------ STORED RECORDS ------
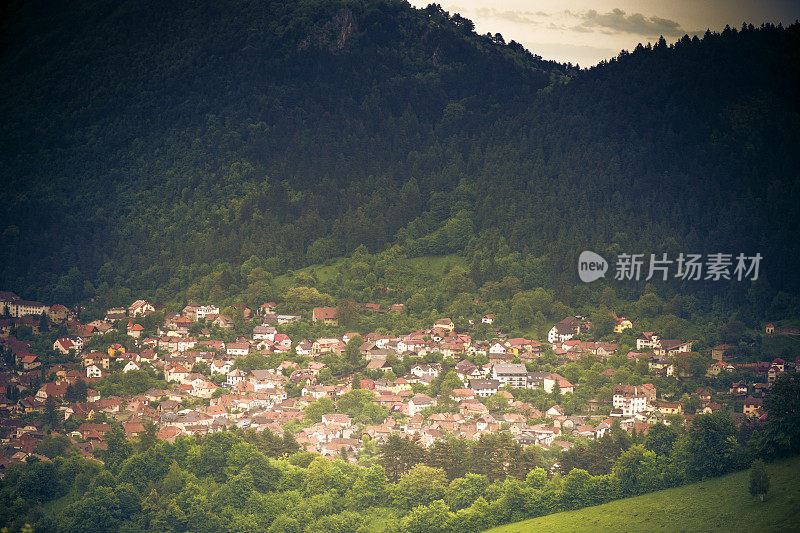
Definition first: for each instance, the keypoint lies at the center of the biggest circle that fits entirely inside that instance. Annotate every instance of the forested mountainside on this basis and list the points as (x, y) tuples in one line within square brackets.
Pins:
[(147, 146)]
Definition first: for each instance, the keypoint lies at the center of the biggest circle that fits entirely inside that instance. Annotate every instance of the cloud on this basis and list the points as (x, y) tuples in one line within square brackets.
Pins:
[(618, 22), (519, 17)]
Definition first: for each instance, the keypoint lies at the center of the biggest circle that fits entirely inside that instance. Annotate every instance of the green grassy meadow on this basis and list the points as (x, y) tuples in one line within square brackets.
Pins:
[(721, 504)]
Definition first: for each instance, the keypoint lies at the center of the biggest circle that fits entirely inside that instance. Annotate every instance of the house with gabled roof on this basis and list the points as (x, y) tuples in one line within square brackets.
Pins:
[(327, 315)]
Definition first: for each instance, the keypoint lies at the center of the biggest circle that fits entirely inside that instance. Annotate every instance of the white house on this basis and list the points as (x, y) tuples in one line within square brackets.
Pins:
[(237, 349), (515, 375)]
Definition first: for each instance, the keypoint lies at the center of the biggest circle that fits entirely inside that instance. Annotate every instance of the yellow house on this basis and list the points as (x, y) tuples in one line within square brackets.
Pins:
[(115, 349), (622, 324)]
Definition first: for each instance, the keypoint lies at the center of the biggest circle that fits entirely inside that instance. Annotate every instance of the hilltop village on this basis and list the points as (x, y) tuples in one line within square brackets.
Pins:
[(202, 370)]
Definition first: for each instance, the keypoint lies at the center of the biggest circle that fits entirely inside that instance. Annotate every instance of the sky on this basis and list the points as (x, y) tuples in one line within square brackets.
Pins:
[(585, 32)]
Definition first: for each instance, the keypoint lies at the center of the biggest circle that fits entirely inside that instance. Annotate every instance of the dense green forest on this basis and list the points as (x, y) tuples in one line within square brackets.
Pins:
[(152, 150)]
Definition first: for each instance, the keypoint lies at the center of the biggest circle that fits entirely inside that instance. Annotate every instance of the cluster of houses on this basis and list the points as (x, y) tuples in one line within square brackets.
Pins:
[(208, 392)]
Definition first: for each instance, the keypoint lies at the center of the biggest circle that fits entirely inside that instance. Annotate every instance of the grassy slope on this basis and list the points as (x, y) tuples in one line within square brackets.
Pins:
[(722, 504)]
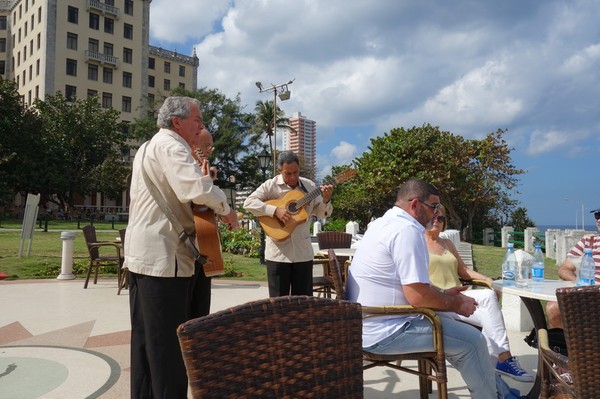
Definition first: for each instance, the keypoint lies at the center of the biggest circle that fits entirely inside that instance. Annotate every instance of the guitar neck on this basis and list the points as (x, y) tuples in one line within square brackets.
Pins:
[(309, 197)]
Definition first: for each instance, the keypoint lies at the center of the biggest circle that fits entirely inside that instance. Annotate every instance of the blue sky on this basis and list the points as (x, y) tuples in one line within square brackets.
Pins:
[(363, 67)]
------
**DIRECTIONS FOR THIS TASK**: Switch every "Pins" in the material above to "Points" and keep all other lines as they are. Omit the pictures from the output.

**COMPLETED TASK**:
Definition first: for each instance, the keypoint lies at the center of the biggest circle that fits entirely inside that instance. Annotate every instance of the forested mountainside on this basis and list the points as (x, y) tuples in one line within square brackets.
Points:
[(147, 146)]
Definition first: for each instance, the keypoint lies at the center of the biggest circle that fits entirely inside that instance. Annotate every instance of the cloud on this basis and list the points as (x, y) tuples in one line within square brackets.
Points:
[(618, 22), (519, 17)]
Definition first: for each instance, the keypoint lies at the center of the biggest circle that fits entirely inside that instance. Annotate every instance of the green grassy meadow on this basis and list the points as (x, y) tuples in one line within square brackets.
Points:
[(721, 504)]
Definition first: for each instance, the keypoint lies at the center of the biggest circle that fits entirely inside that instance. Annotate every instance of the house with gabled roof on this basis and list the points as (x, y) tuples in one line within square brackets.
Points:
[(327, 315)]
Definition first: for each instance, the keypoint lies at the center of the biggest circle that fits entirely inside that instance. Annotate every instance of the white house on this basis and list the points as (x, y) tuples in one line within square brackets.
Points:
[(237, 349), (515, 375)]
Definition first: for each instance, the keypoint lies at the center of the biggest circle that fits entirely inside that instance. Annotate every instance of the yellow house on this basis and list the points as (x, y) tuples in one line within square brackets.
Points:
[(115, 349), (622, 324)]
Definition first: for each instance, the keypoint lies at the center of the biggest circle that fits entirely inside that instance. Annotate every instance of the hilltop village on this basis and list the points as (x, y) tuples in one line within square brackets.
Points:
[(202, 370)]
Definition first: for each instance, the keypoint lies at the center of the biggest circle that fits entirely inside that instance. Annotate every instance of the sky on this basis and list the points as (x, y) tuples in one line within square brackets.
Points:
[(585, 32)]
Definition first: for each instance, the keypoint lies at the center of the biggest circle that fits entirely inside that instance. Annotate every instance of the dense green forest on this basis and list the points as (x, y) tuples in one line within square brackets.
Points:
[(152, 150)]
Definition first: for each instance, the keypoint lies at the center of the biggest circle that fits entirely inside that instance. Annotate every instance of the cluster of houses on this basis and list the points as (x, y) tuples in one line within square brackets.
Points:
[(208, 392)]
Definition first: for each instance, the keypoint lies at the center of the biggest circle that fits entirely inside that instance. Annotate every instance of the grassy slope on this basis and list the points as (x, y) tuples in one line within square brackets.
Points:
[(722, 504)]
Definition first: for each instance, the keypoint lies at the center of the biggest circle that fits entirely inside that instance. Annotate every instance of the guitar neck on this basis and list the points as (x, y) tuples in one line within square brackets.
Points:
[(309, 197)]
Definition first: for each instance, the keypoint lies at the center of the biggest circle that fits entirely inside that instance. Annotate every instance of the blue sky on this basis and list the points as (x, y) tuples in one line within square brackets.
Points:
[(363, 67)]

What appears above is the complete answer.